-------- SELECTED PASSAGE

Lunar Lander environment by openAI's gym (https://gym.openai.com/envs/LunarLander-v2/) solved using 3 different algorithms: DQN, DDPG and PPO.
This project belongs to the course EL2805 Reinforcement Learning at KTH.
In this version of the problem we use a discrete action space with 4 actions (left, right, main engine or do nothing). Q-learning finds the optimal policy by learning the Q-function, aka (action, state)-value function. The Q-function returns the expected future reward if action a is selected from state s.
However, due to the very large state space of the Lunar Lander environment, learning Q(s,a) for every state s is not feasible. Instead, in DQN we approximate the Q-function with a neural network, which takes the state as input and returns the Q-value for each of the 4 actions. The weights and biases of the NN are the parameters being learned, and not the actual Q-function for every state. This reduces the complexity of the algorithm.
Now we switch to a version fo the problem with a continuous actions space, which is more realistic and is the usual scenario of most cyber-physical systems such as automonous vehicles.

----------------
-------- RAW DATA

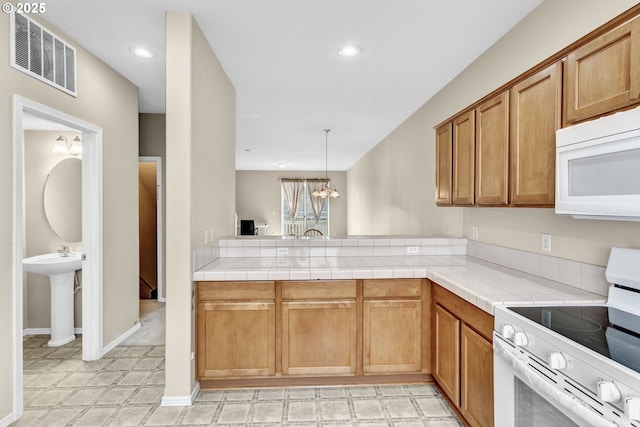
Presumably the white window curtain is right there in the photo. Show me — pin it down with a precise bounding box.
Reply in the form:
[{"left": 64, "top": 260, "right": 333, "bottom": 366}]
[
  {"left": 307, "top": 179, "right": 329, "bottom": 222},
  {"left": 281, "top": 178, "right": 304, "bottom": 221}
]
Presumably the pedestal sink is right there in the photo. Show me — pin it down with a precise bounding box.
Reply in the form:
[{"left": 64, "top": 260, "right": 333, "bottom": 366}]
[{"left": 22, "top": 252, "right": 82, "bottom": 347}]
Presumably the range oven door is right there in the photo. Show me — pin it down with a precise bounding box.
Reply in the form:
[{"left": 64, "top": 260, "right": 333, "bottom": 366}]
[{"left": 493, "top": 332, "right": 616, "bottom": 427}]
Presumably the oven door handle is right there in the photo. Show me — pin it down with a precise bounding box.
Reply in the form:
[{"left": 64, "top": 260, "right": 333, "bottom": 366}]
[{"left": 493, "top": 334, "right": 617, "bottom": 427}]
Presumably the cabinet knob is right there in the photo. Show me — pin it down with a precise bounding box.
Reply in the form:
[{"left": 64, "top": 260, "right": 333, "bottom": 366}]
[
  {"left": 502, "top": 325, "right": 516, "bottom": 340},
  {"left": 598, "top": 381, "right": 620, "bottom": 402},
  {"left": 547, "top": 351, "right": 567, "bottom": 370},
  {"left": 624, "top": 397, "right": 640, "bottom": 421},
  {"left": 513, "top": 331, "right": 529, "bottom": 347}
]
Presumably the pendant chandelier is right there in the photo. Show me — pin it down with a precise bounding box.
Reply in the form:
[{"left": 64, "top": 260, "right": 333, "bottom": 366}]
[{"left": 311, "top": 129, "right": 340, "bottom": 199}]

----------------

• _WORK TO COMPLETE_:
**1.** Answer these questions from the Lunar Lander text:
(a) Which course does the project belong to?
(b) In the discrete version of the problem, how many actions are there, and what are they?
(c) In DQN, what does the neural network take as input, and what does it return?
**2.** Extend the Lunar Lander text by writing the passage that would follow its final sentence about the continuous action space.

• _SOLVED PROBLEMS_:
**1.**
(a) EL2805 Reinforcement Learning at KTH.
(b) There are 4 actions: left, right, main engine, or do nothing.
(c) It takes the state as input and returns the Q-value for each of the 4 actions.

**2.**
With a continuous action space, we can no longer use DQN. This is due to the very large complexity of comparing Q-values for all possible actions when dealing with continuous actions. The solution is to use actor-critic algorithms in which we estimate both the critic (Q-function) and the actor (policy). Similarly to DQN, we have a NN to approximate Q-function, but now we also have another NN that approximates a deterministic policy. This policy is used to generate the samples and is periodically updated using the Deterministic Policy Gradient method.
PPO is an attempt to improve the stability of policy gradient methods. It is also an actor-critic algorithm and we will work with a continuous action space.
PPO is a Trust Region algorithm, where the policy learned is a region of actions instead of being deterministic. In this case, the NN of the policy will return mean and variance given the state, and it denotes a gaussian random variable that will be used to select the action. To prevent sudden changes in the policy network, we bound the update with a clipping function.